### Provided data

========================================================================

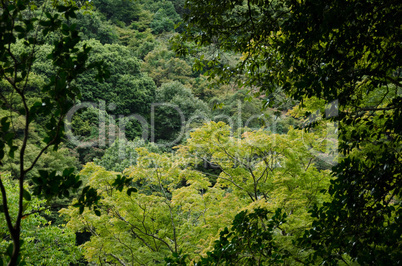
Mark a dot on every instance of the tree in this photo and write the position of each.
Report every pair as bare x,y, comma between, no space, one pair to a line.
44,243
19,23
344,51
178,209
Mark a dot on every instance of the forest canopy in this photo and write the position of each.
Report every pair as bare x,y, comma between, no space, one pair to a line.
171,132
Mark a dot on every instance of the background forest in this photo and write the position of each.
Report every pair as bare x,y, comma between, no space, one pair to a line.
191,141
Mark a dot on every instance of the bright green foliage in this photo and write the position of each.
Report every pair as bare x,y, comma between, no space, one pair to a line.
346,51
168,206
267,170
44,244
158,220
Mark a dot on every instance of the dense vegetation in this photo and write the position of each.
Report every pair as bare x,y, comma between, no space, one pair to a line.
200,132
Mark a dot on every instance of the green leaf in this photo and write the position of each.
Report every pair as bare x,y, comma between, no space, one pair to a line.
131,190
26,195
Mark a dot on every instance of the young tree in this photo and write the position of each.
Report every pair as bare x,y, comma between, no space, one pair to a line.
19,22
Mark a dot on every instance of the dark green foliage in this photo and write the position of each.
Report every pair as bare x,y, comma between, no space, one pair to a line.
344,51
119,10
250,241
58,94
126,91
179,106
91,26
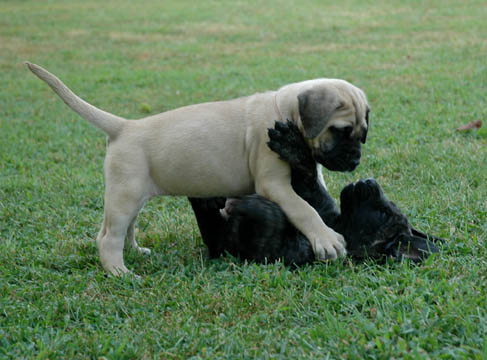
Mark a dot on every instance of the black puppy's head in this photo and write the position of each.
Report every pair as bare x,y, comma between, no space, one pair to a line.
375,227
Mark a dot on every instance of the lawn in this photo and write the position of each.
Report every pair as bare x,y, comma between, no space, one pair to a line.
423,65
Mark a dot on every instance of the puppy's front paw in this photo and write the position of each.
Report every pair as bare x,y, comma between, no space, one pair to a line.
331,247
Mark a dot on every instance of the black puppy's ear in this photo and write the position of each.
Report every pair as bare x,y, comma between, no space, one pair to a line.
316,106
415,248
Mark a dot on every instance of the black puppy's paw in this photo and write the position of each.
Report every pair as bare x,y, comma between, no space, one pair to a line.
287,141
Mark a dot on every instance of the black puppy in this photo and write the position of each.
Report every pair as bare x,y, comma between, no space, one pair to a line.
256,229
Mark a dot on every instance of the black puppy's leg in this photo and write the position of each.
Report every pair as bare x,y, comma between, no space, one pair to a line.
288,142
210,222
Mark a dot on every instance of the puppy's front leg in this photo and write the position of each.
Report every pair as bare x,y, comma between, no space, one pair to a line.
326,243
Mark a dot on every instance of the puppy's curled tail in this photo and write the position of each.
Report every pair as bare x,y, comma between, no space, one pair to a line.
109,123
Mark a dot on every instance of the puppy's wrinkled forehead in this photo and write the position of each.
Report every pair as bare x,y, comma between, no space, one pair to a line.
354,109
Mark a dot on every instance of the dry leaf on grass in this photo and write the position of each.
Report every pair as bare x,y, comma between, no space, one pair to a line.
477,124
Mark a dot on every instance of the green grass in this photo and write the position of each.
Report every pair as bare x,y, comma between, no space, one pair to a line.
423,66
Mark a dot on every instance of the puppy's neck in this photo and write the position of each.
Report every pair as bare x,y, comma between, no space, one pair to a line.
286,105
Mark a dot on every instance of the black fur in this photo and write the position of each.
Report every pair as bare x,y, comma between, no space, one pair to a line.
258,230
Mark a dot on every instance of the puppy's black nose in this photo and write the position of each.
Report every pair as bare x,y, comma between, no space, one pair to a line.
354,163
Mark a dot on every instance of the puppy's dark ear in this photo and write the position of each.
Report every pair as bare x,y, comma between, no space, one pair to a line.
415,248
316,106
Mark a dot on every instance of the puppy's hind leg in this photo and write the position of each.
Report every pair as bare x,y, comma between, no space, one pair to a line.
124,198
131,239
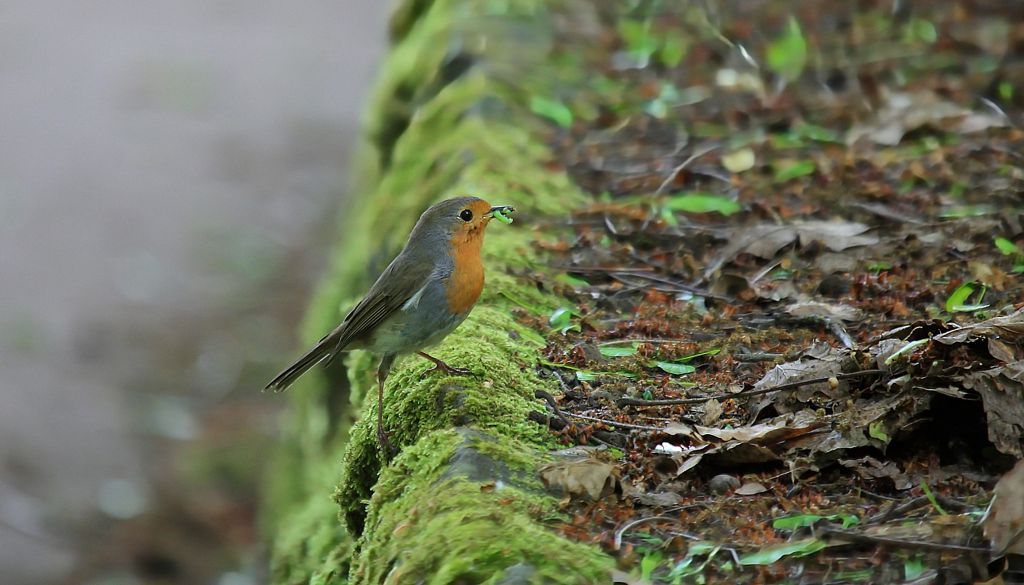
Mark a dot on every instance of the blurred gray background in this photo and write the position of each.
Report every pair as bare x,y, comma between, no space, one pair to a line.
170,172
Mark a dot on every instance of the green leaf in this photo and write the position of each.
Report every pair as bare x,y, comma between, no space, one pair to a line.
775,553
957,301
617,351
1006,90
876,430
639,40
673,50
530,307
905,349
676,369
552,110
913,568
1008,247
648,563
561,321
815,132
691,357
931,499
588,376
787,54
796,521
920,30
880,265
792,170
702,203
803,520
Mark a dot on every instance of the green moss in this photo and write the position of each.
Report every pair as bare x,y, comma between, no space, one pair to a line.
309,545
416,506
437,130
498,399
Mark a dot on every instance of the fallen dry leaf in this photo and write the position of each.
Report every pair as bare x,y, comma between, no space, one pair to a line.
904,113
1004,524
588,477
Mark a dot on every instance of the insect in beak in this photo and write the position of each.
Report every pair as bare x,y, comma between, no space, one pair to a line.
501,212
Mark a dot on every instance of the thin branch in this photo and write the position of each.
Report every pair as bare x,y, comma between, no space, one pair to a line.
619,533
752,392
897,542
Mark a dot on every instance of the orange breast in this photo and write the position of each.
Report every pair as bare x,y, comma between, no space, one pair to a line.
467,276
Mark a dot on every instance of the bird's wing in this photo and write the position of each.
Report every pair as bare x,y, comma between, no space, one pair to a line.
393,288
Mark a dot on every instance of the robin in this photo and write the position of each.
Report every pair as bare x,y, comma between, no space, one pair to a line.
425,293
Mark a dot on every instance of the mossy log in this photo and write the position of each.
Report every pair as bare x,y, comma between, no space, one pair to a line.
462,502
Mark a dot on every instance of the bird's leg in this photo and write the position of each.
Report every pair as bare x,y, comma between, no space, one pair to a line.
382,439
438,365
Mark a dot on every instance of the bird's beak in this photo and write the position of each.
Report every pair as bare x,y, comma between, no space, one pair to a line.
501,211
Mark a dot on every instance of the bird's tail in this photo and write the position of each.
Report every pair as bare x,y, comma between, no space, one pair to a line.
325,349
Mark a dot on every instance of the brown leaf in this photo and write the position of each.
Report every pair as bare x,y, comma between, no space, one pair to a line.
904,113
1005,519
589,477
1001,392
751,489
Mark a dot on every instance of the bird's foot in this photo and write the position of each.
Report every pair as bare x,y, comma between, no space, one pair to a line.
441,366
387,449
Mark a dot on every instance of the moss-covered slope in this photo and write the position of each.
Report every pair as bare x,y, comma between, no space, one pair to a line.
462,502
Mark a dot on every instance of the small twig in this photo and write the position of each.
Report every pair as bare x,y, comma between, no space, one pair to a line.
619,533
613,423
696,155
561,381
901,509
752,392
896,542
839,330
757,357
551,404
608,437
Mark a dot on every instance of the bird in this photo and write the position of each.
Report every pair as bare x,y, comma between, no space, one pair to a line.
422,296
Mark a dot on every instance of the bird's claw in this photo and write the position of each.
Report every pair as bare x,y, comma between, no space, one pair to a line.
387,449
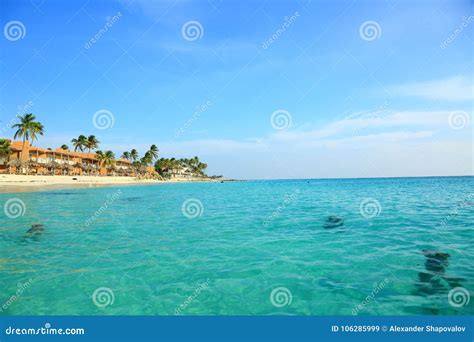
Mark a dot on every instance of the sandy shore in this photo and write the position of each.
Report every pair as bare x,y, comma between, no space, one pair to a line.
20,183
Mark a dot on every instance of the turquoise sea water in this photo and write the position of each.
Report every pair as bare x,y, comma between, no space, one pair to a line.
301,247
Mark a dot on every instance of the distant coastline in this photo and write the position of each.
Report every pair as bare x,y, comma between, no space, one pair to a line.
27,183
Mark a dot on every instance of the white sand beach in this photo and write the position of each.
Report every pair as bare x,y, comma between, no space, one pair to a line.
20,183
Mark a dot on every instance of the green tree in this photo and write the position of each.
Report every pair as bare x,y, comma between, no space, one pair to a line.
28,129
91,143
79,143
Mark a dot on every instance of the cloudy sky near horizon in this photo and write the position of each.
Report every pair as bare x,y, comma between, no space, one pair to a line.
257,89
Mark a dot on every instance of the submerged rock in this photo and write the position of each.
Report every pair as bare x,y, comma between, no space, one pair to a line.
436,261
35,229
333,222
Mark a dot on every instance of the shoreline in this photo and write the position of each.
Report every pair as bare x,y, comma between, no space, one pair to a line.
33,183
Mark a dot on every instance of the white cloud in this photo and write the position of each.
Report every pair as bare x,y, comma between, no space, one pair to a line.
458,88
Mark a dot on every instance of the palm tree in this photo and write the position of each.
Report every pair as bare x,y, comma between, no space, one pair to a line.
134,155
79,143
5,150
28,129
5,147
126,155
153,151
91,143
106,158
147,158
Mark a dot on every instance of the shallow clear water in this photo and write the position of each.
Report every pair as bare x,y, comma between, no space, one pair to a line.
255,248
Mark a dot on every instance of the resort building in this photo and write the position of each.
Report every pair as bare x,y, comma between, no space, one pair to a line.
27,159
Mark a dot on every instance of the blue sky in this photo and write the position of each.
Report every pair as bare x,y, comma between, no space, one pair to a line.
392,100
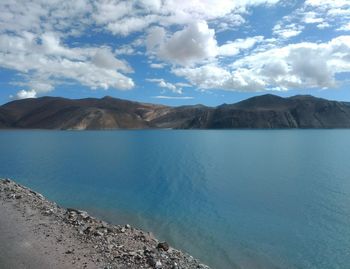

========================================================================

Each line that contains "forest" is to be copied from the listing above.

### Output
Mark a dot on every instance of the forest canopy in this photo and write the position of each.
Mark a dot on every instance of the background forest in this photo and write the position of each.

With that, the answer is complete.